Source text =>
━━━━━━━━━━━━━━━━

Glittering Events, Bitter Reminders

In the shattered world following September 11th, 2001 actor Robert DeNiro and his partner Jane Rosenthal initiated the TriBeCa Film Festival named after the tony neighborhood just north of Battery Park and the hole where once stood the Twin Towers.

It was a brave and powerful thing to do in the spring of 2002. Around the event the city rallied. Since then, it has grown and become an ongoing city asset of great value and prestige.

This year, because I am privileged to be part of the OFF TO WAR team, I attended a screening of the festival version of the film, seeing it for the first time in the presence of others. Seated in the back of the darkened auditorium I found myself as profoundly affected in the eleventh seeing as in the first.

Saturday night I was invited to the premiere of my friend Carolyn Chambers’ film, THE SISTERS. It is a contemporary re-telling of Chekhov’s THE THREE SISTERS. It marries Chekhov with Albee’s WHO’S AFRAID OF VIRGINIA WOOLF?, in a claustrophobic, cloying drama of unspoken love, unsaid emotions, loosed in bitter, angry, acerbic words that wound but don’t address underlying issues. It stars Rip Torn, Erik McCormack, Mary Stuart Masterson, Maria Bello [in a bravura performance], Tony Goldwyn [the best thing he has ever done], and Steven Culp.

This was followed by a VIP party, floating in a festive sea of vodka [42 Below, a sponsor], gifts and noise. My goody bag contained three months use of a Vespa!

Sunday there was an intimate dinner at a Greek restaurant in northern TriBeCa for the producers, including me, of OFF TO WAR, the executives from Discovery Times and several execs from the New York Times, including Mike Oreskes, Deputy Managing Editor of the Times.

━━━━━━━━━━━━━━━━

Task goal => According to the account of the TriBeCa Film Festival, who started the festival?

Stored records
━━━━━━━━━━━━━━━━

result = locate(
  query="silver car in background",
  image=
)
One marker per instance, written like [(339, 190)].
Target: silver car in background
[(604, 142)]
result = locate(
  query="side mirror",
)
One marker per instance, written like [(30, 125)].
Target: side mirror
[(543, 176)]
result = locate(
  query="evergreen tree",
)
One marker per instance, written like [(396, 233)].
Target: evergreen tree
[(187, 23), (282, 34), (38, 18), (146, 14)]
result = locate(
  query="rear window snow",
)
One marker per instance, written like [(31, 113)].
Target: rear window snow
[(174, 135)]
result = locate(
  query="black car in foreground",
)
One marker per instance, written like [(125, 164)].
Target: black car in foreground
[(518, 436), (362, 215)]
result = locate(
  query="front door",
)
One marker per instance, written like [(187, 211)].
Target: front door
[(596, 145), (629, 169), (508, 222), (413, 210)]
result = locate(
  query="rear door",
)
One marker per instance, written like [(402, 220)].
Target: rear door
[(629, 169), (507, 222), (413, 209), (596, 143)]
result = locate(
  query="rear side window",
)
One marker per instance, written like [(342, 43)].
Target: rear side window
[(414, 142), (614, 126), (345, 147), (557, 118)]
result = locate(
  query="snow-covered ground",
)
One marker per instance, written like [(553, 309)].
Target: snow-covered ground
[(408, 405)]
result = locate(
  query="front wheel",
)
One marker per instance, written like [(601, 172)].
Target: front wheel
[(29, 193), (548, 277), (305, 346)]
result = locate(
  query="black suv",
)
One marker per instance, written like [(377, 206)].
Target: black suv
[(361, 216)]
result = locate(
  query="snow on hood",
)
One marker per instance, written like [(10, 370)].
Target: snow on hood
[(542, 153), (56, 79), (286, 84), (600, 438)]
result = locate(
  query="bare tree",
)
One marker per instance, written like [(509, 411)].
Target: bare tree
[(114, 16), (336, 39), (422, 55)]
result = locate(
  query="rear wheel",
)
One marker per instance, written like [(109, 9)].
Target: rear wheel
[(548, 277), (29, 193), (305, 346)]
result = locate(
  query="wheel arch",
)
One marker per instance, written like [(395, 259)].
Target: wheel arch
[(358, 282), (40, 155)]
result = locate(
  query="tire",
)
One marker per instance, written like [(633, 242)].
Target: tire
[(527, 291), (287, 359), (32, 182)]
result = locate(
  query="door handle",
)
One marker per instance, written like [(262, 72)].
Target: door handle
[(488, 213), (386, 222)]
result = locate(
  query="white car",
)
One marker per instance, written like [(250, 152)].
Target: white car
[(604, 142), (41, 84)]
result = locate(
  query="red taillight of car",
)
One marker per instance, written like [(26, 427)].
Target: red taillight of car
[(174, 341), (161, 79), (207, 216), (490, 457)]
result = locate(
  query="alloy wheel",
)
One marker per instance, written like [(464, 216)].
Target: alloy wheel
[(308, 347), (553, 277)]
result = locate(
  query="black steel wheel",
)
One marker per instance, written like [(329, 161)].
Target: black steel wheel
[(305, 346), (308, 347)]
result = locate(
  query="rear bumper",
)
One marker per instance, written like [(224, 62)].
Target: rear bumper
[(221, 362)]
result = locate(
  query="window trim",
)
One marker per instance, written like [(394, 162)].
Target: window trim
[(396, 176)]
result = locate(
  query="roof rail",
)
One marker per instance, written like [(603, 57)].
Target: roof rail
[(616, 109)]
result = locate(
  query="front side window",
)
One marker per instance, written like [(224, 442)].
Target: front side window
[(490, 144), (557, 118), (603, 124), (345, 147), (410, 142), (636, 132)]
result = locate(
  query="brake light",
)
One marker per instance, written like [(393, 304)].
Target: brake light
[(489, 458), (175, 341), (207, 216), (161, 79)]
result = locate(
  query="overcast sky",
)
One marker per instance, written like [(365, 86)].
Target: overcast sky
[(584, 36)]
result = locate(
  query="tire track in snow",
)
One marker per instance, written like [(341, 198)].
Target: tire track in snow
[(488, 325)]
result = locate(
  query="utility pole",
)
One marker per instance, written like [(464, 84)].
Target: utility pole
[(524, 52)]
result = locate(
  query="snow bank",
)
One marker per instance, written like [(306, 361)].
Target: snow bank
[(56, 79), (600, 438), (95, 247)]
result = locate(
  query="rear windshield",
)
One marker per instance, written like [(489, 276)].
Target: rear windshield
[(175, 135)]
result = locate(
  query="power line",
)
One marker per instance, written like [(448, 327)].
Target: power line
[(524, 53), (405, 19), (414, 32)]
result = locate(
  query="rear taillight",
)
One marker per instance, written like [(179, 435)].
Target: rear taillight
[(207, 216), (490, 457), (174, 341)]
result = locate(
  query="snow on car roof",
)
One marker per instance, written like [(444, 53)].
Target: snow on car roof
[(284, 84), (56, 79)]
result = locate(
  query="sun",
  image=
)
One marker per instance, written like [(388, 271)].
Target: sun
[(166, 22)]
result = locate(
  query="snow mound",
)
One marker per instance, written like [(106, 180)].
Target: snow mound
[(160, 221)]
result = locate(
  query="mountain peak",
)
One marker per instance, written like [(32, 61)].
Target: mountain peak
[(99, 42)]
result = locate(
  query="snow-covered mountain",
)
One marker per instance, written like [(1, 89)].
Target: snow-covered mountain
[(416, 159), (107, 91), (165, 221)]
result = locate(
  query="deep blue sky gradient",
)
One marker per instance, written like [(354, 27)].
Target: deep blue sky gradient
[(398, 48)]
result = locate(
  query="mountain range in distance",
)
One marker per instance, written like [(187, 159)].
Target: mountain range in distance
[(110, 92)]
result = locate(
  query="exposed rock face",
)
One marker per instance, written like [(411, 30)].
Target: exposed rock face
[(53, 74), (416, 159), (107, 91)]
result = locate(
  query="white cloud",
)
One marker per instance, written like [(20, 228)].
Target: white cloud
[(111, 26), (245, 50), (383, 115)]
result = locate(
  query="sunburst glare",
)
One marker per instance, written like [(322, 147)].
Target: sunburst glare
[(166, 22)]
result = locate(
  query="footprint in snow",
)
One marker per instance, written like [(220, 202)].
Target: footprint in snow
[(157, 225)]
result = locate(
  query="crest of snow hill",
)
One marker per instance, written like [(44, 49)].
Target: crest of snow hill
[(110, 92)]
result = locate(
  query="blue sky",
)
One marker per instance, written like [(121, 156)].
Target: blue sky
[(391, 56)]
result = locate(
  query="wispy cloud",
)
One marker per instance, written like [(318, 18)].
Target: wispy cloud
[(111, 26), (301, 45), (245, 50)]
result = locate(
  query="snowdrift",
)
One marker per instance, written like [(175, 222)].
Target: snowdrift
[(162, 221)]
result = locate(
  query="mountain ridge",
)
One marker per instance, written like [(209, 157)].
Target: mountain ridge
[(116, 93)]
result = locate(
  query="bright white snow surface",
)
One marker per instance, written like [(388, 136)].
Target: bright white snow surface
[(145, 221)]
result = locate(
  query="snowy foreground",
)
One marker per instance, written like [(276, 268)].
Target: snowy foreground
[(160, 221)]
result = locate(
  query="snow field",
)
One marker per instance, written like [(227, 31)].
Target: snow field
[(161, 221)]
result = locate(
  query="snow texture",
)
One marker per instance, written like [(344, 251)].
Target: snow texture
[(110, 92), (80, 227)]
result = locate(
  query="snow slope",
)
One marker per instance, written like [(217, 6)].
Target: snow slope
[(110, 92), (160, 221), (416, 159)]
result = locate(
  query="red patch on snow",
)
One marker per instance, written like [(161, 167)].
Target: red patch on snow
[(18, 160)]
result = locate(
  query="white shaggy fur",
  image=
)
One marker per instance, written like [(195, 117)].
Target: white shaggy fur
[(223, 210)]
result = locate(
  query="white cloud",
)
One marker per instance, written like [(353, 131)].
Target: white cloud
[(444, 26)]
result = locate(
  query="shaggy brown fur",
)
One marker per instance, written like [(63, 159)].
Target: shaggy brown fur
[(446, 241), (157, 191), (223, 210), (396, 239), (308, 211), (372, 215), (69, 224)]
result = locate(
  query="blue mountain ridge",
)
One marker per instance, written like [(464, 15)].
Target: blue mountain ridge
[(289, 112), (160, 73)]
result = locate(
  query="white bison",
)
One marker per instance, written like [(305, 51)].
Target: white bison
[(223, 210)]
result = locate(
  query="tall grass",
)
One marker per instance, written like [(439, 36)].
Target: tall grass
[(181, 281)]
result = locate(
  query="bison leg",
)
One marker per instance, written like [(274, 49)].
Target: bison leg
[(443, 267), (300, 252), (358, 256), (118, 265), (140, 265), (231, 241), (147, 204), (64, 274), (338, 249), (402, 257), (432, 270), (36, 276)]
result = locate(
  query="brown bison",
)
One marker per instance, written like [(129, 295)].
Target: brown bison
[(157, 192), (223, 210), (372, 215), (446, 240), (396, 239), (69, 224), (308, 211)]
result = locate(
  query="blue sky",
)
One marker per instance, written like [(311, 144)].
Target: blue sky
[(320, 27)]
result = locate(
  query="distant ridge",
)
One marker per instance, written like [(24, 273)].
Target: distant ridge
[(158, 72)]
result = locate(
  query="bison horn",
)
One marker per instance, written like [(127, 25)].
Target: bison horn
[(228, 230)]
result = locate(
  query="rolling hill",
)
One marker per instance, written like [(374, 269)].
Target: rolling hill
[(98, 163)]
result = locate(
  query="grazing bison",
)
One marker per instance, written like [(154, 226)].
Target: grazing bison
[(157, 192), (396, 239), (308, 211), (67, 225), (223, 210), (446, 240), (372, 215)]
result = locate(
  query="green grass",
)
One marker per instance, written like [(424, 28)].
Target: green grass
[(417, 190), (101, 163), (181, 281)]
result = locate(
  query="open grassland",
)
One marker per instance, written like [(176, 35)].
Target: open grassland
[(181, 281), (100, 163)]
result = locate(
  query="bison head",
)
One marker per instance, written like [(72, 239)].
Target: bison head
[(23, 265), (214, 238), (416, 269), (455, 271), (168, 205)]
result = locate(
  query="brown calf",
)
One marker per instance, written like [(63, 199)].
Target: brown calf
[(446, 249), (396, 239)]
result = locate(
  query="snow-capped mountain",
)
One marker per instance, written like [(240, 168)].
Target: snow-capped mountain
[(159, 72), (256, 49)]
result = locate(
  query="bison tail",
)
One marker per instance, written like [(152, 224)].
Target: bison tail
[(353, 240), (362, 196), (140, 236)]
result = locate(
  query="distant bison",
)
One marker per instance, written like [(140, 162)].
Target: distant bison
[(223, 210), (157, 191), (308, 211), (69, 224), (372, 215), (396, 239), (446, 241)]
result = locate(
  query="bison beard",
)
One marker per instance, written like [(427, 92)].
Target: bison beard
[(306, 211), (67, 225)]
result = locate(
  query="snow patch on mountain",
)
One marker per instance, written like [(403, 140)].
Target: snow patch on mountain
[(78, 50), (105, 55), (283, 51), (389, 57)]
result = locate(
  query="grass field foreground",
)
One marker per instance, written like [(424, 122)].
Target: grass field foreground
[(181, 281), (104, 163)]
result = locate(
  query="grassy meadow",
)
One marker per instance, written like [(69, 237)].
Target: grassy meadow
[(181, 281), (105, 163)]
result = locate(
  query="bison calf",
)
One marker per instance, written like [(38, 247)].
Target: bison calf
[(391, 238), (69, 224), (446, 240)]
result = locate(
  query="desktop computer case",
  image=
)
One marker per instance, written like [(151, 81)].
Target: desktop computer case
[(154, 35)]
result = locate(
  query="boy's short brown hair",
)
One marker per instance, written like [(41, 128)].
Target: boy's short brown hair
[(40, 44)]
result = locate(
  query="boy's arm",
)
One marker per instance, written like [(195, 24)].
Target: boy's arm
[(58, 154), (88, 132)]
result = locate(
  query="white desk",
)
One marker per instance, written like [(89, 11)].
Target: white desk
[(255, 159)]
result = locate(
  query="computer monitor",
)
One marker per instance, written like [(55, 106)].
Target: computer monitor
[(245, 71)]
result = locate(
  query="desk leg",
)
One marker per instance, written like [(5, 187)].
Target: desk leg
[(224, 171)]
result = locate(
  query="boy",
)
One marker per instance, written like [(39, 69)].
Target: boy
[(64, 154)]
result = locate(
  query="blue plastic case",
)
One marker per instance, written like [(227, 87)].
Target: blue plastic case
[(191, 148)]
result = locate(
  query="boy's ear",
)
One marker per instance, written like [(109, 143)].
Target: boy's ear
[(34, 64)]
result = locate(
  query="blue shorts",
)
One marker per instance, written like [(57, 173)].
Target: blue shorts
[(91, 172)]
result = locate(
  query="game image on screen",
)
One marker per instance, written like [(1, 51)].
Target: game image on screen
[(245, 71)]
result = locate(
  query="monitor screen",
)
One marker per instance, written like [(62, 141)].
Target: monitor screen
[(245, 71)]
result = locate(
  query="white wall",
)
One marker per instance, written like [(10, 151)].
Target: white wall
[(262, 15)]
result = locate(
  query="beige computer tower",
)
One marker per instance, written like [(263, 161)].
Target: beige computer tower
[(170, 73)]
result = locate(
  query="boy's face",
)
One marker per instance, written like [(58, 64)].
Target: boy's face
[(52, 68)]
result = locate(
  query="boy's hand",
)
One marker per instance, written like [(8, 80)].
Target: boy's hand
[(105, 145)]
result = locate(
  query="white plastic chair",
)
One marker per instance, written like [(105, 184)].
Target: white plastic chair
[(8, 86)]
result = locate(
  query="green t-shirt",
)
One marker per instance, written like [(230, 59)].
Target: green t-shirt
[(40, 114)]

━━━━━━━━━━━━━━━━

Result for this task => Actor Robert DeNiro and his partner Jane Rosenthal.